**Aim of the exercise**. Your output must reproduce all the records below precisely and contain no pictures.

################

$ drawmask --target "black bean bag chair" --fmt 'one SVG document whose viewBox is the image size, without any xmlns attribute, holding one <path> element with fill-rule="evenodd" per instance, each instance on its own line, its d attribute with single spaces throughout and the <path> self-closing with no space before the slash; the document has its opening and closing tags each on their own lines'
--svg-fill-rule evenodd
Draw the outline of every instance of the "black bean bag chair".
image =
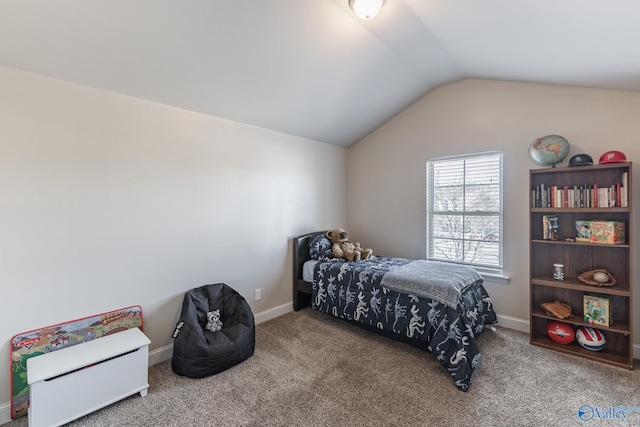
<svg viewBox="0 0 640 427">
<path fill-rule="evenodd" d="M 205 328 L 207 313 L 220 309 L 222 329 Z M 224 283 L 187 292 L 173 333 L 173 371 L 190 378 L 217 374 L 251 357 L 255 320 L 249 303 Z"/>
</svg>

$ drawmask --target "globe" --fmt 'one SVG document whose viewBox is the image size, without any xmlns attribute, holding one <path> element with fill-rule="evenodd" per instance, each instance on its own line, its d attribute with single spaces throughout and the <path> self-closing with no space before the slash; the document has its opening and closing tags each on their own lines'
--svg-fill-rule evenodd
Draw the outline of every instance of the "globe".
<svg viewBox="0 0 640 427">
<path fill-rule="evenodd" d="M 569 154 L 569 142 L 560 135 L 537 138 L 529 147 L 529 157 L 540 166 L 555 166 Z"/>
</svg>

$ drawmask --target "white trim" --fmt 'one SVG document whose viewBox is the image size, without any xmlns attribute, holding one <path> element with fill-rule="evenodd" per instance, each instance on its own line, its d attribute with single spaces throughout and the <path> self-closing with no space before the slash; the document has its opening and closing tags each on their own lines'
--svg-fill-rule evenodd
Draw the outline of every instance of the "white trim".
<svg viewBox="0 0 640 427">
<path fill-rule="evenodd" d="M 279 305 L 277 307 L 270 308 L 265 311 L 261 311 L 254 315 L 256 325 L 264 323 L 267 320 L 275 319 L 293 311 L 293 302 Z M 173 344 L 165 345 L 164 347 L 157 348 L 149 352 L 149 366 L 157 365 L 165 360 L 171 359 L 173 356 Z"/>
<path fill-rule="evenodd" d="M 256 325 L 264 323 L 268 320 L 275 319 L 293 311 L 293 301 L 286 304 L 279 305 L 277 307 L 270 308 L 265 311 L 261 311 L 254 315 Z M 149 366 L 157 365 L 166 360 L 171 359 L 173 356 L 173 344 L 165 345 L 164 347 L 157 348 L 149 352 Z M 11 419 L 11 402 L 5 402 L 0 405 L 0 425 L 13 421 Z"/>
<path fill-rule="evenodd" d="M 278 307 L 271 308 L 269 310 L 261 311 L 256 314 L 256 324 L 264 323 L 268 320 L 275 319 L 293 311 L 293 302 L 282 304 Z M 514 329 L 516 331 L 529 334 L 529 321 L 527 319 L 520 319 L 518 317 L 512 317 L 507 315 L 498 314 L 498 325 L 508 329 Z M 166 345 L 164 347 L 155 349 L 149 352 L 149 366 L 156 365 L 171 359 L 173 355 L 173 344 Z M 634 359 L 640 359 L 640 344 L 633 345 L 633 357 Z M 0 405 L 0 425 L 11 422 L 11 403 L 6 402 Z"/>
<path fill-rule="evenodd" d="M 498 314 L 498 326 L 529 334 L 529 321 L 517 317 Z M 640 359 L 640 344 L 633 344 L 633 358 Z"/>
<path fill-rule="evenodd" d="M 511 280 L 511 278 L 509 276 L 505 276 L 505 275 L 502 275 L 502 274 L 483 273 L 482 271 L 478 271 L 478 273 L 480 273 L 482 278 L 487 282 L 509 283 L 509 280 Z"/>
<path fill-rule="evenodd" d="M 478 159 L 482 163 L 478 164 L 469 164 L 472 160 Z M 494 166 L 494 163 L 497 160 L 497 168 Z M 496 170 L 497 169 L 497 170 Z M 436 173 L 436 171 L 441 171 L 440 173 Z M 472 208 L 471 206 L 467 207 L 466 203 L 462 203 L 462 206 L 451 207 L 451 206 L 440 206 L 437 200 L 441 200 L 437 195 L 440 194 L 436 191 L 436 188 L 450 188 L 457 189 L 457 191 L 462 191 L 466 194 L 467 189 L 477 187 L 477 183 L 472 182 L 471 177 L 473 176 L 483 176 L 486 178 L 491 178 L 491 186 L 495 186 L 496 183 L 493 182 L 493 178 L 495 178 L 495 173 L 498 173 L 498 182 L 497 182 L 497 193 L 498 193 L 498 210 L 490 209 L 490 207 L 486 208 L 477 208 L 478 210 Z M 462 182 L 459 182 L 462 180 Z M 470 180 L 471 182 L 468 182 Z M 449 191 L 449 190 L 443 190 Z M 452 190 L 455 191 L 455 190 Z M 490 190 L 490 194 L 495 197 L 494 190 Z M 456 196 L 457 197 L 457 196 Z M 462 198 L 466 200 L 466 196 L 463 194 Z M 441 249 L 446 249 L 448 244 L 444 244 L 440 246 L 436 244 L 435 241 L 437 239 L 454 242 L 454 241 L 462 241 L 462 242 L 471 242 L 472 237 L 467 236 L 467 233 L 453 233 L 454 235 L 444 235 L 450 233 L 444 233 L 443 235 L 437 235 L 435 227 L 437 218 L 450 218 L 450 217 L 461 218 L 463 222 L 466 223 L 467 217 L 473 218 L 498 218 L 498 259 L 489 264 L 479 264 L 477 261 L 465 261 L 464 259 L 453 259 L 465 258 L 465 254 L 437 254 L 436 246 Z M 504 153 L 502 150 L 493 150 L 482 153 L 472 153 L 472 154 L 460 154 L 455 156 L 446 156 L 446 157 L 438 157 L 433 159 L 428 159 L 426 163 L 426 242 L 427 242 L 427 260 L 428 261 L 441 261 L 441 262 L 450 262 L 453 264 L 460 265 L 468 265 L 472 268 L 476 268 L 480 274 L 482 271 L 485 271 L 489 274 L 494 275 L 502 275 L 503 271 L 503 260 L 504 260 Z M 493 229 L 493 228 L 492 228 Z M 494 243 L 493 240 L 486 240 L 485 242 Z M 465 245 L 466 246 L 466 245 Z M 485 250 L 480 250 L 480 253 L 489 254 L 490 252 Z M 450 258 L 453 257 L 453 258 Z M 489 262 L 485 260 L 485 263 Z M 503 277 L 503 281 L 508 281 L 508 278 Z"/>
<path fill-rule="evenodd" d="M 149 366 L 157 365 L 165 360 L 171 359 L 173 356 L 173 344 L 165 345 L 164 347 L 156 348 L 149 352 Z"/>
<path fill-rule="evenodd" d="M 255 315 L 256 325 L 264 323 L 267 320 L 275 319 L 283 314 L 287 314 L 293 311 L 293 301 L 286 304 L 279 305 L 277 307 L 270 308 Z"/>
<path fill-rule="evenodd" d="M 5 402 L 0 405 L 0 425 L 10 423 L 11 421 L 13 421 L 11 419 L 11 402 Z"/>
<path fill-rule="evenodd" d="M 529 321 L 526 319 L 498 314 L 498 326 L 529 334 Z"/>
</svg>

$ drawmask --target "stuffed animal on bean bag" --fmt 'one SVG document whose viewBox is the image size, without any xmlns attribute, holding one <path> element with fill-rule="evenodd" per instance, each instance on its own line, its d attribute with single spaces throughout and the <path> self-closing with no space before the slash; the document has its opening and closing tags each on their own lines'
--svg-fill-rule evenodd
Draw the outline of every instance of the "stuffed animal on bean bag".
<svg viewBox="0 0 640 427">
<path fill-rule="evenodd" d="M 217 332 L 222 329 L 222 320 L 220 320 L 220 309 L 207 313 L 207 324 L 204 327 L 207 331 Z"/>
<path fill-rule="evenodd" d="M 344 258 L 347 261 L 360 261 L 367 259 L 373 254 L 372 249 L 363 249 L 359 242 L 350 242 L 347 232 L 342 228 L 327 231 L 327 237 L 333 243 L 333 256 Z"/>
</svg>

################

**Result**.
$ drawmask --target "black bean bag chair" --fmt 'one SVG document whose viewBox is the image size, without any xmlns attribute, holding one <path> element with fill-rule="evenodd" per instance, each instance on its own line, its d attribute with single spaces throughout and the <path> self-closing with no space before the slash; the document has its opening and closing tags each on their own lines'
--svg-fill-rule evenodd
Draw the outline of every instance of the "black bean bag chair".
image =
<svg viewBox="0 0 640 427">
<path fill-rule="evenodd" d="M 205 328 L 207 313 L 220 309 L 222 329 Z M 224 283 L 187 292 L 173 333 L 173 371 L 190 378 L 217 374 L 251 357 L 255 320 L 249 303 Z"/>
</svg>

$ drawmask --target "globe" --fmt 'one SVG document whose viewBox is the image size, without any xmlns attribute, holding one <path> element with fill-rule="evenodd" per instance, each instance on its own line, its d attribute with single spaces throughout and the <path> self-closing with no space before the slash; the document has its opening and closing tags each on their own lines'
--svg-fill-rule evenodd
Draw the outline of every instance of the "globe".
<svg viewBox="0 0 640 427">
<path fill-rule="evenodd" d="M 569 154 L 569 142 L 560 135 L 537 138 L 529 147 L 529 157 L 540 166 L 555 166 Z"/>
</svg>

$ drawmask --target "white trim" --fmt 'one SVG document whose viewBox is the image size, without any xmlns attribute, holding one <path> element with fill-rule="evenodd" per instance, each instance on its own line, its d attribute with single spaces throughout and the <path> self-closing with no space before the slash; the document has its opening and closing tags each on their own lines'
--svg-fill-rule evenodd
Draw the outline of every instance of the "white trim".
<svg viewBox="0 0 640 427">
<path fill-rule="evenodd" d="M 279 305 L 277 307 L 270 308 L 265 311 L 261 311 L 254 315 L 256 325 L 264 323 L 267 320 L 275 319 L 293 311 L 293 302 Z M 173 344 L 165 345 L 164 347 L 157 348 L 149 352 L 149 366 L 157 365 L 165 360 L 171 359 L 173 356 Z"/>
<path fill-rule="evenodd" d="M 256 325 L 264 323 L 268 320 L 275 319 L 293 311 L 293 301 L 286 304 L 279 305 L 277 307 L 270 308 L 265 311 L 261 311 L 254 315 Z M 149 366 L 157 365 L 166 360 L 171 359 L 173 356 L 173 344 L 165 345 L 164 347 L 157 348 L 149 352 Z M 11 419 L 11 402 L 5 402 L 0 405 L 0 425 L 13 421 Z"/>
<path fill-rule="evenodd" d="M 278 307 L 271 308 L 269 310 L 261 311 L 256 314 L 256 324 L 264 323 L 268 320 L 275 319 L 293 311 L 293 302 L 282 304 Z M 514 329 L 516 331 L 529 334 L 529 321 L 527 319 L 520 319 L 518 317 L 512 317 L 507 315 L 498 314 L 498 325 L 508 329 Z M 166 345 L 164 347 L 155 349 L 149 352 L 149 366 L 156 365 L 171 359 L 173 355 L 173 344 Z M 634 359 L 640 359 L 640 344 L 633 345 L 633 357 Z M 0 405 L 0 425 L 11 422 L 11 403 L 6 402 Z"/>
<path fill-rule="evenodd" d="M 498 314 L 498 326 L 529 334 L 529 321 L 517 317 Z M 640 359 L 640 344 L 633 344 L 633 358 Z"/>
<path fill-rule="evenodd" d="M 511 280 L 511 278 L 509 276 L 505 276 L 505 275 L 502 275 L 502 274 L 483 273 L 482 271 L 478 271 L 478 273 L 480 273 L 482 278 L 487 282 L 509 283 L 509 280 Z"/>
<path fill-rule="evenodd" d="M 478 159 L 482 163 L 478 164 L 469 164 L 472 160 Z M 494 166 L 494 163 L 497 160 L 497 168 Z M 496 170 L 497 169 L 497 170 Z M 436 173 L 436 171 L 441 171 L 440 173 Z M 472 208 L 471 206 L 467 207 L 466 203 L 462 203 L 462 206 L 451 207 L 451 206 L 440 206 L 437 200 L 441 200 L 437 195 L 440 194 L 436 191 L 436 188 L 450 188 L 457 189 L 457 191 L 462 191 L 466 194 L 467 189 L 477 187 L 477 183 L 472 182 L 471 177 L 473 176 L 483 176 L 486 178 L 491 178 L 491 186 L 495 186 L 496 183 L 493 182 L 493 178 L 495 178 L 495 173 L 498 173 L 498 182 L 497 182 L 497 193 L 498 193 L 498 210 L 490 209 L 490 207 L 486 208 L 477 208 L 478 210 Z M 462 182 L 459 182 L 462 180 Z M 470 180 L 471 182 L 468 182 Z M 449 191 L 449 190 L 443 190 Z M 452 190 L 455 191 L 455 190 Z M 490 190 L 490 194 L 495 197 L 494 190 Z M 456 196 L 457 197 L 457 196 Z M 462 198 L 466 200 L 466 196 L 463 194 Z M 441 249 L 446 249 L 448 244 L 444 244 L 440 246 L 436 244 L 435 241 L 437 239 L 454 242 L 454 241 L 462 241 L 462 242 L 471 242 L 472 237 L 467 236 L 467 233 L 453 233 L 454 235 L 444 235 L 450 233 L 444 233 L 443 235 L 437 235 L 435 227 L 437 218 L 450 218 L 450 217 L 461 218 L 463 222 L 466 223 L 467 217 L 473 218 L 498 218 L 498 259 L 489 264 L 479 264 L 477 261 L 465 261 L 464 259 L 453 259 L 465 258 L 465 254 L 437 254 L 436 246 Z M 504 153 L 502 150 L 493 150 L 482 153 L 472 153 L 472 154 L 460 154 L 455 156 L 446 156 L 446 157 L 438 157 L 433 159 L 428 159 L 426 163 L 426 242 L 427 242 L 427 260 L 428 261 L 441 261 L 441 262 L 450 262 L 453 264 L 460 265 L 468 265 L 472 268 L 476 268 L 480 274 L 482 271 L 485 271 L 489 274 L 494 275 L 502 275 L 503 271 L 503 260 L 504 260 Z M 493 229 L 493 228 L 492 228 Z M 494 243 L 493 240 L 486 240 L 485 242 Z M 465 245 L 466 246 L 466 245 Z M 485 250 L 480 250 L 480 253 L 489 254 L 490 252 Z M 450 258 L 453 257 L 453 258 Z M 489 262 L 485 260 L 485 263 Z M 503 277 L 503 281 L 508 281 L 508 278 Z"/>
<path fill-rule="evenodd" d="M 149 366 L 157 365 L 165 360 L 171 359 L 173 356 L 173 344 L 165 345 L 164 347 L 156 348 L 149 352 Z"/>
<path fill-rule="evenodd" d="M 255 315 L 256 325 L 264 323 L 267 320 L 275 319 L 283 314 L 287 314 L 293 311 L 293 301 L 286 304 L 279 305 L 277 307 L 270 308 Z"/>
<path fill-rule="evenodd" d="M 5 402 L 0 405 L 0 425 L 10 423 L 11 421 L 13 421 L 11 419 L 11 402 Z"/>
<path fill-rule="evenodd" d="M 529 321 L 526 319 L 498 314 L 498 326 L 529 334 Z"/>
</svg>

$ drawmask --target "stuffed animal on bean bag" --fmt 'one SVG document whose viewBox is the image size, without any xmlns attribute, holding one <path> element with fill-rule="evenodd" per instance, each instance on its own line, its d attribute with single spaces throughout and the <path> self-closing with no space before the slash; the document has its opening and closing tags each on their own lines'
--svg-fill-rule evenodd
Draw the outline of every instance of the "stuffed animal on bean bag".
<svg viewBox="0 0 640 427">
<path fill-rule="evenodd" d="M 217 332 L 222 329 L 222 320 L 220 320 L 220 309 L 207 313 L 207 324 L 204 327 L 207 331 Z"/>
<path fill-rule="evenodd" d="M 344 258 L 347 261 L 360 261 L 367 259 L 373 254 L 372 249 L 363 249 L 359 242 L 350 242 L 347 232 L 342 228 L 327 231 L 327 237 L 333 243 L 333 256 Z"/>
</svg>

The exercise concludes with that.